### [Fragmento proporcionado]
....
Al amigo le suelto esta boutade cuando hablamos del tema mujeres -el tercero en importancia de nuestros asuntos tras la página deportiva y la política nacional- y llegamos a la conclusión de que sería mejor vivir sin ellas, aunque duela, aunque tengamos que hacer un esfuerzo heroico por olvidarlas. Aunque luego, nada más levantarnos de la terraza, enterremos todo lo dicho y corramos desesperados a su lado, para guarecernos bajo sus pechos, cuando están.

El amigo, en caso de apostasía, se decantaría abiertamente por el celibato, de tal modo que en sus fantasías él vive entregado a la huerta, al deporte televisado, a las cañas con los amigos. Y cuando llegue el apretón, pues a mirar para otro lado. Yo, por mi parte, que todavía tengo al diablo entre las piernas, siempre he envidiado la facilidad con la que los hombres se entienden con una mirada y se van a la cama sin tener que celebrar rituales decimonónicos, cortejos y conversaciones, protocolos y demostraciones, exámenes y circunloquios, pláticas sin fin, persecuciones circulares, malentendidos sin fruto... No, nada de eso: primero el sexo, para aliviar la tensión, y luego, si el amor viene detrás, pues mira, cojonudo. Y si no, que me quiten lo bailado.
....
### [Datos proporcionados]
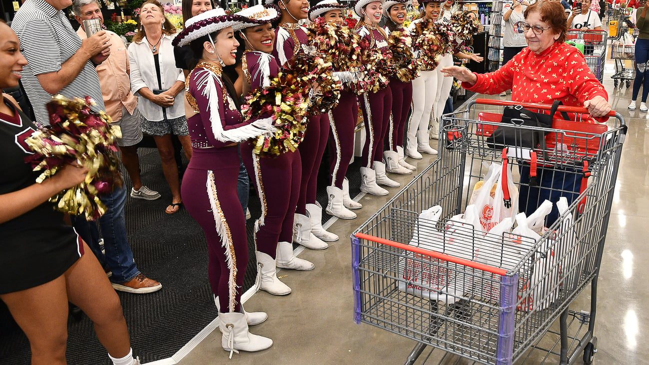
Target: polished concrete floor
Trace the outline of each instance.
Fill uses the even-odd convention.
[[[613,202],[607,239],[599,281],[595,335],[598,338],[596,364],[649,363],[649,292],[646,263],[649,261],[649,117],[626,110],[631,90],[615,89],[610,80],[613,71],[607,64],[604,84],[611,104],[629,126]],[[433,158],[415,161],[421,171]],[[413,161],[410,161],[412,163]],[[412,176],[397,176],[402,183]],[[305,250],[300,256],[313,261],[313,271],[282,270],[278,275],[293,292],[284,297],[265,292],[246,303],[248,311],[268,313],[265,323],[252,332],[273,338],[273,346],[264,351],[234,354],[221,346],[221,334],[213,331],[196,346],[180,364],[403,364],[414,345],[408,338],[352,320],[352,270],[350,234],[380,209],[398,189],[384,197],[365,196],[363,208],[352,220],[338,220],[330,228],[340,239],[321,252]],[[588,310],[590,290],[585,290],[572,309]],[[548,334],[544,342],[556,338]],[[443,354],[426,349],[417,364],[437,364]],[[541,354],[543,355],[543,354]],[[426,357],[428,358],[426,359]],[[535,355],[526,363],[538,364]],[[546,363],[556,364],[548,359]],[[444,364],[467,364],[455,358]],[[161,362],[162,363],[162,362]],[[175,362],[167,362],[173,364]],[[470,362],[468,362],[470,363]],[[579,362],[578,362],[579,363]]]

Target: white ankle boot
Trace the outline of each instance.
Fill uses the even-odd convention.
[[[306,211],[311,216],[311,233],[313,235],[326,242],[338,241],[338,235],[323,228],[323,207],[320,203],[306,204]]]
[[[376,173],[376,183],[390,187],[398,187],[401,184],[387,177],[386,174],[386,164],[378,161],[374,161],[374,171]]]
[[[277,278],[275,260],[270,255],[259,251],[255,251],[254,254],[257,256],[257,270],[261,277],[259,288],[273,295],[291,294],[291,288]]]
[[[412,171],[399,165],[399,155],[396,151],[384,151],[383,160],[386,161],[386,171],[391,174],[409,175]]]
[[[420,130],[417,132],[417,150],[428,154],[437,154],[437,150],[430,147],[428,141],[430,134],[426,130]]]
[[[306,215],[295,213],[293,223],[293,241],[311,250],[324,250],[329,245],[319,239],[311,231],[311,217],[309,211]]]
[[[399,158],[399,165],[403,166],[404,167],[410,170],[411,171],[417,170],[417,166],[413,165],[410,165],[410,163],[406,162],[406,159],[404,157],[404,148],[401,146],[397,146],[397,154]]]
[[[302,271],[313,270],[315,267],[311,261],[296,257],[293,254],[293,244],[288,242],[280,242],[277,244],[275,265],[278,268]]]
[[[216,309],[220,313],[221,304],[219,303],[219,297],[215,296],[214,296],[214,304],[216,305]],[[266,322],[266,320],[268,319],[268,314],[265,312],[246,312],[243,308],[243,304],[241,304],[241,311],[245,314],[246,322],[248,325],[256,325]]]
[[[408,133],[406,139],[406,154],[415,159],[421,159],[423,157],[417,150],[417,134]]]
[[[376,172],[367,167],[361,167],[361,191],[373,195],[387,195],[389,191],[376,185]]]
[[[265,350],[273,346],[273,340],[252,335],[248,331],[245,314],[243,313],[219,313],[219,328],[223,333],[221,346],[223,349],[239,353],[239,351],[254,352]]]
[[[348,209],[343,205],[343,191],[335,186],[326,187],[326,194],[329,196],[329,204],[326,206],[326,213],[343,219],[354,219],[356,213]]]
[[[343,179],[343,205],[348,209],[360,209],[363,204],[354,201],[349,196],[349,180],[347,178]]]

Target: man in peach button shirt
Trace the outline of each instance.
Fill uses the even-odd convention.
[[[77,8],[80,5],[82,6]],[[82,40],[87,38],[84,20],[99,19],[104,25],[101,9],[95,1],[75,2],[73,11],[75,18],[81,25],[77,33]],[[122,137],[117,140],[117,145],[121,152],[122,163],[133,183],[130,196],[154,200],[160,194],[142,185],[140,176],[140,159],[135,145],[142,140],[142,130],[140,127],[138,98],[130,89],[130,69],[126,45],[119,36],[110,31],[106,31],[106,34],[110,37],[110,55],[96,67],[106,112],[121,128]]]

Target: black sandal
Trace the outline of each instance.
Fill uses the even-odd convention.
[[[171,209],[173,209],[174,207],[178,207],[178,209],[177,209],[177,210],[175,210],[175,211],[169,211],[169,210],[167,210],[167,209],[169,209],[169,207],[167,207],[167,209],[165,209],[164,212],[165,212],[165,213],[167,213],[167,214],[175,214],[175,213],[178,213],[178,212],[180,211],[180,208],[182,208],[182,202],[180,202],[180,203],[171,203],[171,204],[169,204],[169,206],[170,207],[171,207]]]

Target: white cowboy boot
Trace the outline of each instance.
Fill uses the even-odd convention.
[[[277,244],[275,265],[281,268],[302,271],[313,270],[313,268],[315,267],[315,265],[311,261],[296,257],[293,254],[293,244],[288,242],[280,242]]]
[[[386,174],[386,164],[384,163],[374,161],[374,171],[376,172],[376,183],[390,187],[401,186],[401,184],[387,177]]]
[[[417,166],[414,165],[410,165],[410,163],[406,162],[406,159],[404,157],[404,148],[401,146],[397,146],[397,154],[399,158],[399,165],[403,166],[404,167],[408,169],[410,171],[417,170]]]
[[[428,154],[437,154],[437,150],[430,147],[428,132],[420,130],[417,132],[417,150]]]
[[[410,175],[412,171],[399,165],[399,155],[396,151],[384,151],[383,160],[386,161],[386,171],[391,174]]]
[[[349,196],[349,180],[347,178],[343,179],[343,205],[348,209],[360,209],[363,207],[363,204],[354,201]]]
[[[389,191],[376,185],[376,172],[367,167],[361,167],[361,191],[373,195],[387,195]]]
[[[216,305],[217,310],[221,312],[221,304],[219,303],[219,297],[214,296],[214,304]],[[246,312],[243,309],[243,304],[241,304],[241,311],[245,314],[246,322],[248,325],[256,325],[260,323],[263,323],[268,319],[268,314],[265,312]]]
[[[254,254],[257,256],[257,270],[261,276],[259,288],[273,295],[291,294],[291,288],[277,278],[275,260],[269,255],[259,251],[255,251]]]
[[[309,211],[306,215],[295,213],[293,223],[293,241],[311,250],[324,250],[329,245],[319,239],[311,231],[311,217]]]
[[[348,209],[343,205],[343,191],[335,186],[326,187],[326,194],[329,196],[329,204],[326,206],[326,213],[343,219],[354,219],[356,213]]]
[[[273,346],[273,340],[253,335],[248,331],[245,314],[243,313],[219,313],[219,328],[223,335],[221,346],[223,349],[239,353],[239,351],[254,352],[265,350]]]
[[[306,211],[311,216],[311,233],[317,238],[326,242],[338,241],[338,235],[332,233],[323,228],[323,207],[320,203],[306,204]]]
[[[423,157],[417,150],[417,134],[408,133],[406,139],[406,154],[415,159],[421,159]]]

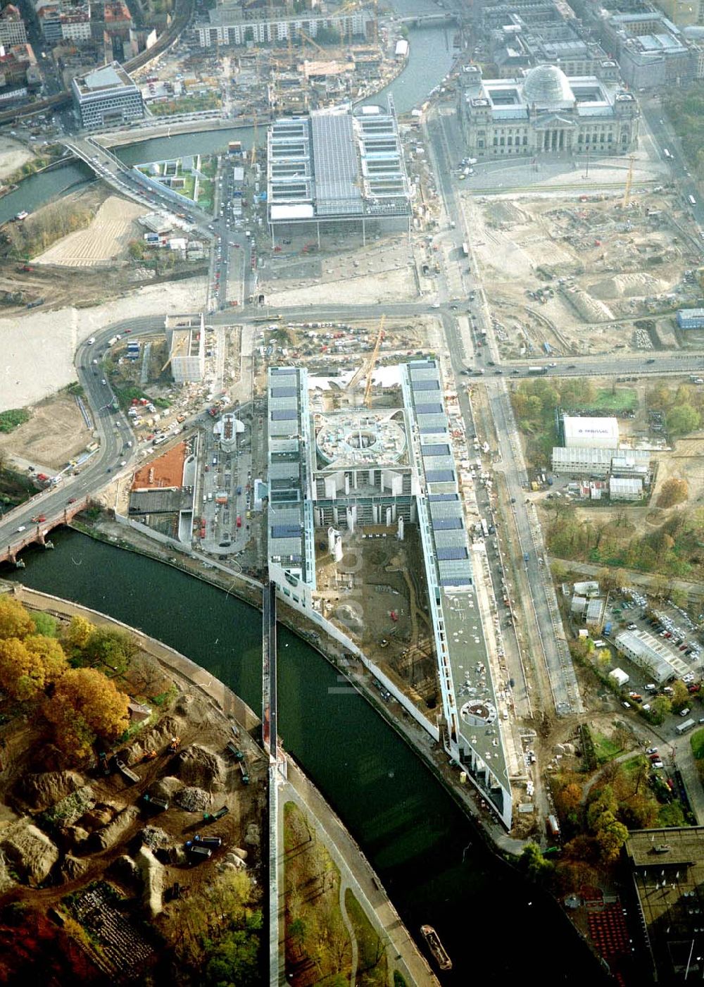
....
### [Tareas]
**A.** Indica si cada una de estas afirmaciones concuerda con el fragmento y responde sí o no, citando las palabras del texto que lo deciden: (i) el tema de las mujeres ocupa el tercer lugar en importancia entre los asuntos que se tratan en la terraza; (ii) en caso de apostasía, el amigo optaría por el matrimonio; (iii) quien narra prefiere que el amor llegue antes que el sexo.
**B.** Identifica cada línea de las entradas que contenga la palabra "white" y cópiala íntegra.
El fragmento y las entradas no guardan relación entre sí.

### [Resultados por tarea]
**A.**
(i) Sí: «el tercero en importancia de nuestros asuntos tras la página deportiva y la política nacional».
(ii) No: «se decantaría abiertamente por el celibato».
(iii) No: «primero el sexo, para aliviar la tensión, y luego, si el amor viene detrás, pues mira, cojonudo».

**B.**
Target: white ankle boot
Target: white cowboy boot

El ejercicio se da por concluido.